## YOUR GOAL
Write out the whole listing exactly as it stands.

= Beginning of Section =

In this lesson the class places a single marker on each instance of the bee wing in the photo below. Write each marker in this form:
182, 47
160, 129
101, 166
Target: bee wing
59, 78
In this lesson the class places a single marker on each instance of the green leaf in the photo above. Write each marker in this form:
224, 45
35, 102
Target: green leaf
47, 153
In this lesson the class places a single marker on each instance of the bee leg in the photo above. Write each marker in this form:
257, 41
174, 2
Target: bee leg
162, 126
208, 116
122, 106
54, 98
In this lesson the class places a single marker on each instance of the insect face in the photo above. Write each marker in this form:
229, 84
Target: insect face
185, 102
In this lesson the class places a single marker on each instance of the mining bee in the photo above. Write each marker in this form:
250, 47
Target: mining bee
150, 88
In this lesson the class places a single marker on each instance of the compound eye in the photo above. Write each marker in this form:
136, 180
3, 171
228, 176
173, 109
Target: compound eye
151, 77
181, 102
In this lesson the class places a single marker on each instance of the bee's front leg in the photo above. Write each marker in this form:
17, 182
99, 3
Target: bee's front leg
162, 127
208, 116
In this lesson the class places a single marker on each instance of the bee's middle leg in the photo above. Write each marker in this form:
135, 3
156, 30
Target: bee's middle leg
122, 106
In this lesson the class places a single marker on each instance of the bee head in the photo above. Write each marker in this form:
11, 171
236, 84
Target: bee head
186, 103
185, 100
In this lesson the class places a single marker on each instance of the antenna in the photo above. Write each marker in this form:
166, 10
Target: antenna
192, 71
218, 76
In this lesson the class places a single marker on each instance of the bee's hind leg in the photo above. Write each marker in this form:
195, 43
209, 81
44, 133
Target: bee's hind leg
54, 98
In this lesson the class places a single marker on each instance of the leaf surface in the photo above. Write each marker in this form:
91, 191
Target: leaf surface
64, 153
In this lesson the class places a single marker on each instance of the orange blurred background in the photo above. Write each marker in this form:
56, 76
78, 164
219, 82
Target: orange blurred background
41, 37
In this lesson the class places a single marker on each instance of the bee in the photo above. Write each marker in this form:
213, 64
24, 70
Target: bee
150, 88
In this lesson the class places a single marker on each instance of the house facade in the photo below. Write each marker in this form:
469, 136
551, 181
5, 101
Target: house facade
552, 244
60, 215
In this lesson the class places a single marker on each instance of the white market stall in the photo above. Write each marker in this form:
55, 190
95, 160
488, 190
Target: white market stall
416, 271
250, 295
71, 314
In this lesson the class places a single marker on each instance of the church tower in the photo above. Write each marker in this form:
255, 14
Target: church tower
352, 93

= End of Section =

## EXPECTED ANSWER
In this lesson the class places a single marker on each instance of the bee wing in the photo below. Write each marker in this form:
182, 47
160, 129
101, 166
Target: bee wing
59, 78
In this lesson the class places a single marker on each instance of the green leaf in the photo above. Write each marker in this form:
224, 45
35, 102
Target: green leaf
47, 153
In this lesson the class places a single marker on each instance of the bee leg in the photo above. Write each marker in this form:
257, 41
174, 2
Target: bee leg
162, 126
208, 116
122, 106
54, 98
In this lesson the class places a single marker on each instance of the insect face in the photo above. Write each marker in this form:
229, 84
Target: insect face
185, 102
In this lesson the class places a single marker on each instance of the mining bee in the photo above. Write each marker in this form:
250, 47
Target: mining bee
150, 88
In this lesson the class places a single marker on each instance of the compound eye in the photo above. Write each marker in this form:
136, 180
3, 171
228, 176
173, 109
Target: compound eye
151, 77
181, 102
In this lesson the class places a single marker on each instance of the bee's front leg in the photo above. Write each marker in this form:
17, 182
99, 3
Target: bee's front leg
162, 127
208, 116
In this lesson the class places a single marker on each instance of the bee's middle leg in the photo above. Write each marker in this form:
135, 3
156, 30
Target: bee's middle leg
122, 106
In this lesson the class places a single marker on each instance of the bee head in the photo above. Write each marker in this form:
11, 171
236, 84
Target: bee head
186, 103
185, 100
In this lesson the class places a single marker on each instance of the antenna in the photo above. Write each marker in this form:
166, 10
Target: antenna
192, 71
218, 76
In this lesson the class places a single marker on each instance of the bee's hind leg in the photo above. Write each marker in this form:
195, 43
209, 81
44, 133
Target: bee's hind leg
54, 98
In this lesson the class places a single marker on each instance of the leaf surface in the photo above. Write each marker in this form:
91, 191
Target: leaf surface
64, 153
In this lesson the class places a single marker on each instance of the orange blurred background in the photo above. Write each marker in this form:
56, 76
78, 164
219, 82
Target: orange blurred background
41, 37
In this lesson the class places a single marker on each instance of the bee in the photo above. Write each marker in this form:
213, 64
24, 70
Target: bee
150, 88
In this lesson the class places a single marker on each instance of the house facade in the photo below. Write each marker in this form:
469, 136
551, 181
5, 101
Target: house facade
552, 244
60, 215
In this lesson the class places a single marker on each instance of the white market stall in the photo above. Write each marker in this form:
55, 190
95, 160
488, 190
Target: white market stall
416, 271
250, 295
71, 314
In this lesson the class places a single marker on each instance of the church tower in the photo above. Write each marker in this form:
255, 14
Target: church tower
352, 93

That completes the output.